____ GIVEN INFORMATION
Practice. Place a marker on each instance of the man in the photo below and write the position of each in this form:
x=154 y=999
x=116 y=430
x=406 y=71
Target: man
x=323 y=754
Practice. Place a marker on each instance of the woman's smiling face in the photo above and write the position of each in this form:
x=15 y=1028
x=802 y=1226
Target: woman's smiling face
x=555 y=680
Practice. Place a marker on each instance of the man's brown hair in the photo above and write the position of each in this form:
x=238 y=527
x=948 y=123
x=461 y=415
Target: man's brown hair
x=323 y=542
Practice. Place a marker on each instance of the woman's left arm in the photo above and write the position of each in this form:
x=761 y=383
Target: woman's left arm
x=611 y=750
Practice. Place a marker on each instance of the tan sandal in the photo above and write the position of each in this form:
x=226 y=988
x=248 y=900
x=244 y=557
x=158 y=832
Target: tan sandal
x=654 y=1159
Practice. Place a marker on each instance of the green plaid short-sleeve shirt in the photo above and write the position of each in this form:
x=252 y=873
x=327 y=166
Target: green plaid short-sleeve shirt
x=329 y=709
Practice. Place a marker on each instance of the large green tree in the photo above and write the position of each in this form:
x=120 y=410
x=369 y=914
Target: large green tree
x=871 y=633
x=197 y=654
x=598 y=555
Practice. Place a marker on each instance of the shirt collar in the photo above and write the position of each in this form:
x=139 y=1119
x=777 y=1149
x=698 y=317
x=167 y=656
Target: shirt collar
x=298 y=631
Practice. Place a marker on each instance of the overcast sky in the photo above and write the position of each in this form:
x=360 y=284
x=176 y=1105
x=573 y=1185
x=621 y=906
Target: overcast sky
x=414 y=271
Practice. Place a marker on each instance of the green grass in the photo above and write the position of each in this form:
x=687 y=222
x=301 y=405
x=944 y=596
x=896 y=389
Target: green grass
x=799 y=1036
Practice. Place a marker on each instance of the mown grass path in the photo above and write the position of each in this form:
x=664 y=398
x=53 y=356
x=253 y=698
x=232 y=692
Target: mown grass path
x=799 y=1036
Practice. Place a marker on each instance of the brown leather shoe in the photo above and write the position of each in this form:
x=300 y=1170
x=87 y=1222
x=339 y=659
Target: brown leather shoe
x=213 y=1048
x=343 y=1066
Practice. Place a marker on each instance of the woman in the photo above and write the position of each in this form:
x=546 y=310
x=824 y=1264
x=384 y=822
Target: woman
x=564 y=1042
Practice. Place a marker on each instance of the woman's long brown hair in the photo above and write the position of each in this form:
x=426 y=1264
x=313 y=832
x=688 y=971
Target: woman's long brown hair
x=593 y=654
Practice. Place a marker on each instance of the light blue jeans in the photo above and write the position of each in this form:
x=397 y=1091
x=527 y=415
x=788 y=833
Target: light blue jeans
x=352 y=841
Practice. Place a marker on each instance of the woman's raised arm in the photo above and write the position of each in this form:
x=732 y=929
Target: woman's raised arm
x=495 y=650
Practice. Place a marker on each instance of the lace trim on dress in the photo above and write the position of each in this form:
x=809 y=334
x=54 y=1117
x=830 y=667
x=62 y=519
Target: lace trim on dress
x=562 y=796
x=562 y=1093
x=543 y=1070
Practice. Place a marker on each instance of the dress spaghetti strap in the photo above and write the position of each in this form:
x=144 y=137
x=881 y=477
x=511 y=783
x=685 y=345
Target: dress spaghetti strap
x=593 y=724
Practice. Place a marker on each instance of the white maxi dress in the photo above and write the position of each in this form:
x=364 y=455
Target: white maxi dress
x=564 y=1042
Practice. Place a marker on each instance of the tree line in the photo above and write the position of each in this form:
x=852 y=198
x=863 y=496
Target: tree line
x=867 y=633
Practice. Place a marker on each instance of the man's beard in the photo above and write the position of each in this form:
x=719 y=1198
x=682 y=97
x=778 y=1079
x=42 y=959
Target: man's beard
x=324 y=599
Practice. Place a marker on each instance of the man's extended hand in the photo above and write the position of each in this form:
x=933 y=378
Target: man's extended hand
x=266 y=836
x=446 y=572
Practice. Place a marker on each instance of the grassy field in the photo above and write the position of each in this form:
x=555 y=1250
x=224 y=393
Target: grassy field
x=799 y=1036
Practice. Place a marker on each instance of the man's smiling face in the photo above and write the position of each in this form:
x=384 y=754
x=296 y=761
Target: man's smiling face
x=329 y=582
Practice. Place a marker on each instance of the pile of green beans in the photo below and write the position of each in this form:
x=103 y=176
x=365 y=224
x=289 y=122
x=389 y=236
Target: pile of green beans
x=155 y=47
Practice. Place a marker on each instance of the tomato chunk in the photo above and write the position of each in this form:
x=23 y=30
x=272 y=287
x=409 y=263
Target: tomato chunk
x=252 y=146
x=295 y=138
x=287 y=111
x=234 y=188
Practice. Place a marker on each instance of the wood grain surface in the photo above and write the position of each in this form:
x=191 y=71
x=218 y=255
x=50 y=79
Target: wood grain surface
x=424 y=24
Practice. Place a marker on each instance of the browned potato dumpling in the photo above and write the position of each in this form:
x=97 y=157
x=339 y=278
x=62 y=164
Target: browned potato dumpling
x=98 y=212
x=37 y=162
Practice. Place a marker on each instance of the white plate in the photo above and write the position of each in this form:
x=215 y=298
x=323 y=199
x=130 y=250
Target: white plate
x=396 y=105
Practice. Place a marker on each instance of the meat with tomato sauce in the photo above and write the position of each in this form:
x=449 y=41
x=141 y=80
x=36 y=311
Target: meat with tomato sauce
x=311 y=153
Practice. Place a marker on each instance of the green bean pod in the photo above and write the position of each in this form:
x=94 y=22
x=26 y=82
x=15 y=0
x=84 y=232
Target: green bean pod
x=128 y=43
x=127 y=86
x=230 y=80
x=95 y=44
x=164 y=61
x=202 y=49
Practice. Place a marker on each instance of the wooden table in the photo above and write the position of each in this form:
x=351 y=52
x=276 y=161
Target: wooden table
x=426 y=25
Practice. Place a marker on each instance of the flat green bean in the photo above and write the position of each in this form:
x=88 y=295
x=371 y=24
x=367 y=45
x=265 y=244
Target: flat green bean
________
* AIM: Rewrite every line of the data above as a numbered list, leaving out any blank lines.

* COMPLETE RESPONSE:
1. Practice. Place a marker on each instance of the man in the photo below and write the position of each in this form:
2. x=154 y=999
3. x=116 y=430
4. x=406 y=71
5. Target: man
6. x=323 y=754
7. Practice. Place a marker on each instance of the woman's smiling face in the photo above and write the position of each in this form:
8. x=15 y=1028
9. x=802 y=1226
10. Target: woman's smiling face
11. x=555 y=680
12. Practice. Place a marker on each instance of the man's brown hair in the photo above and write the position of each in this form:
13. x=238 y=527
14. x=948 y=123
15. x=461 y=415
16. Target: man's brown hair
17. x=323 y=542
18. Practice. Place a marker on each instance of the woman's left arm in the photo above and write the position of each in this form:
19. x=761 y=383
20. Target: woman's left arm
21. x=611 y=750
22. Practice. Place a marker on each instance of the tan sandal in the photo above and write the position of each in this form:
23. x=226 y=988
24. x=248 y=900
25. x=244 y=557
26. x=158 y=832
27. Target: tan sandal
28. x=654 y=1159
29. Practice. Place a marker on each instance of the green plaid short-sleeve shirt in the photo above and write the position of each in this form:
30. x=252 y=873
31. x=327 y=166
32. Target: green plaid short-sleeve shirt
33. x=329 y=709
34. Practice. Place a marker on each instance of the large green tree in the photo above and write the position of each in this form:
35. x=120 y=410
36. x=369 y=914
37. Target: large green tree
38. x=871 y=633
39. x=197 y=654
40. x=598 y=555
41. Practice. Place a marker on each instance of the shirt collar in the photo above and write the position of each in this form:
42. x=139 y=1119
43. x=777 y=1149
44. x=698 y=317
45. x=167 y=656
46. Target: shirt collar
47. x=298 y=631
48. Practice. Place a marker on each instance of the overcast sky in the photo above and write the position of each in this form:
49. x=360 y=284
50. x=176 y=1105
51. x=573 y=1185
52. x=621 y=906
53. Target: overcast sky
54. x=414 y=271
55. Practice. Place a marker on each instance of the green grass in the photo above and write the position of each in this form:
56. x=687 y=222
57. x=301 y=405
58. x=944 y=596
59. x=896 y=389
60. Target: green grass
61. x=799 y=1036
62. Practice. Place a marker on each instance of the mown grass path in the photo above and write the position of each in this form:
63. x=664 y=398
64. x=53 y=356
65. x=253 y=698
66. x=232 y=692
67. Target: mown grass path
68. x=799 y=1036
69. Practice. Place a marker on each instance of the brown leather shoe in the photo above and write the position of each in this form:
70. x=300 y=1170
71. x=87 y=1222
72. x=339 y=659
73. Target: brown leather shoe
74. x=213 y=1048
75. x=343 y=1066
76. Practice. Place a marker on each instance of the woman in the photo above and write the position of each in this form:
77. x=546 y=310
78. x=824 y=1264
79. x=384 y=822
80. Target: woman
81. x=564 y=1042
82. Practice. Place a marker on each instance of the woman's long brown hair in the photo above and write the position of each in this form:
83. x=426 y=1264
84. x=313 y=832
85. x=688 y=971
86. Target: woman's long brown hair
87. x=593 y=654
88. Practice. Place a marker on each instance of the light blue jeans in the photo above and write the position of each in this form:
89. x=397 y=1091
90. x=527 y=415
91. x=788 y=833
92. Target: light blue jeans
93. x=352 y=841
94. Practice. Place a marker on each instance of the woman's raised arm in the photo above and write the position of each in this form:
95. x=732 y=929
96. Target: woman's raised arm
97. x=495 y=650
98. Practice. Place a marker on each instance of the lace trim on dress in the photo above and write the position of each in this form:
99. x=809 y=334
100. x=54 y=1117
101. x=830 y=667
102. x=62 y=519
103. Target: lace trim on dress
104. x=562 y=796
105. x=562 y=1093
106. x=543 y=1070
107. Practice. Place a marker on each instance of the dress spaghetti strap in the photo above and write the position of each in this form:
108. x=144 y=137
109. x=881 y=477
110. x=511 y=783
111. x=685 y=345
112. Target: dress spaghetti strap
113. x=593 y=724
114. Practice. Place a marker on each instance of the white maxi dress in the photo above and write the position of each in this form:
115. x=364 y=455
116. Target: white maxi dress
117. x=564 y=1042
118. Practice. Place a marker on each instance of the tree line in the photo above and write the position of each in this form:
119. x=852 y=198
120. x=863 y=496
121. Target: tree line
122. x=867 y=633
123. Practice. Place a marker on each instance of the man's beard in the photo above and write the position of each in this form:
124. x=719 y=1198
125. x=682 y=97
126. x=778 y=1079
127. x=42 y=959
128. Target: man's beard
129. x=324 y=599
130. Practice. Place a marker on each instance of the man's extended hand in the photo above and write the position of each in this form:
131. x=933 y=378
132. Target: man's extended hand
133. x=266 y=836
134. x=446 y=572
135. Practice. Place a marker on each instance of the grassy field in the photo above and write the position of each in this form:
136. x=555 y=1250
137. x=224 y=393
138. Target: grassy field
139. x=799 y=1036
140. Practice. Place a marker on each instance of the man's smiling face in the photo above and write the position of each in this form:
141. x=384 y=754
142. x=296 y=761
143. Target: man's smiling face
144. x=329 y=582
145. Practice. Place a marker on each instance of the pile of green beans in the photo below and write the position of each in this form:
146. x=103 y=176
147. x=365 y=224
148. x=289 y=122
149. x=389 y=236
150. Target: pile of green beans
151. x=155 y=47
152. Practice. Place a marker on each instance of the tomato chunk in the photo above and write the position of each in this form:
153. x=23 y=30
154. x=272 y=287
155. x=409 y=263
156. Target: tomato chunk
157. x=252 y=146
158. x=295 y=138
159. x=287 y=111
160. x=234 y=188
161. Practice. Place a marker on each instance of the wood grain surface in the photo above and write the position of each in this form:
162. x=191 y=71
163. x=218 y=255
164. x=50 y=79
165. Target: wood grain surface
166. x=424 y=24
167. Practice. Place a marker on each instance of the browned potato dumpling in the photo above and write the position of each in this form:
168. x=97 y=157
169. x=339 y=278
170. x=62 y=164
171. Target: browned potato dumpling
172. x=98 y=212
173. x=37 y=162
174. Practice. Place a marker on each instance of the white plate in the photo above and write the position of each in this form:
175. x=215 y=298
176. x=323 y=199
177. x=130 y=250
178. Target: white plate
179. x=396 y=105
180. Practice. Place a marker on each instance of the meat with tomato sauce in the photo above and write the position of each in this form:
181. x=449 y=41
182. x=141 y=80
183. x=36 y=311
184. Target: meat with tomato sauce
185. x=311 y=153
186. Practice. Place a marker on each instance of the green bean pod in the photo above and write the position of each in this form:
187. x=94 y=22
188. x=26 y=82
189. x=15 y=0
190. x=84 y=232
191. Target: green bean pod
192. x=128 y=43
193. x=127 y=86
194. x=230 y=80
195. x=95 y=44
196. x=164 y=61
197. x=202 y=49
198. Practice. Place a marker on each instance of the wooden table in the photo above and write the position of each in this form:
199. x=351 y=52
200. x=276 y=161
201. Target: wooden table
202. x=426 y=25
203. Practice. Place a marker on each instance of the flat green bean in the photo above and write the position of each in this form:
204. x=88 y=295
205. x=371 y=24
206. x=367 y=45
207. x=265 y=244
208. Target: flat green bean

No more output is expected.